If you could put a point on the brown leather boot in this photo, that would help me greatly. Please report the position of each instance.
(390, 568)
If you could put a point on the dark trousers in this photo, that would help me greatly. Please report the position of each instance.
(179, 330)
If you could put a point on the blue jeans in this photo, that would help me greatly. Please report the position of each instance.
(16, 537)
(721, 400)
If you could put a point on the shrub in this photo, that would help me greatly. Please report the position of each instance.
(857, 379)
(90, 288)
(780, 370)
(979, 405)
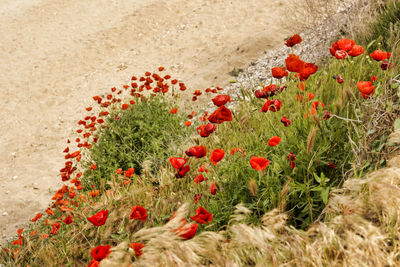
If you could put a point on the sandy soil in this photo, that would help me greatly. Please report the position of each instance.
(56, 54)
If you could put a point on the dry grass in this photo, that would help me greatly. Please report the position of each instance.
(362, 229)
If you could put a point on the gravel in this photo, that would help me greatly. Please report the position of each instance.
(314, 48)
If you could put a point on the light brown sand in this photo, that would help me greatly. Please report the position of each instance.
(56, 54)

___

Direction: Render every line of the items above as a Markdown table with the columns Row and Line, numbering the rows and skipping blank lines. Leave the pictures out of the table.

Response for this exercise:
| Row | Line |
|---|---|
| 1 | If you could put a point on the brown leather boot in this photo, that would help me greatly. Please report the position of each instance. |
| 2 | (390, 568) |
| 3 | If you could put a point on the dark trousers in this photo, that would help me greatly. Please report the position of each instance. |
| 4 | (179, 330) |
| 5 | If you could put a point on the blue jeans in this photo, that would help me greatly. Please report the position of each instance. |
| 6 | (16, 537) |
| 7 | (721, 400) |
| 8 | If you could put a point on the shrub in this photo, that would help me greatly. Please report the position of each instance. |
| 9 | (857, 379) |
| 10 | (90, 288) |
| 11 | (780, 370) |
| 12 | (979, 405) |
| 13 | If you could put a point on the sandy soil in this photo, that would help me greatly. Please report the position of each instance. |
| 14 | (56, 54) |
| 15 | If you could put a point on the dry grass in this photo, that would help me greatly. Please report the position of each instance. |
| 16 | (362, 229) |
| 17 | If you could put a point on the gravel in this photo, that would help me greatly. Please report the position of each instance. |
| 18 | (314, 48) |
| 19 | If you could put a point on the light brown sand in this photo, that would help me greatly. Please report the position of each instance. |
| 20 | (56, 54) |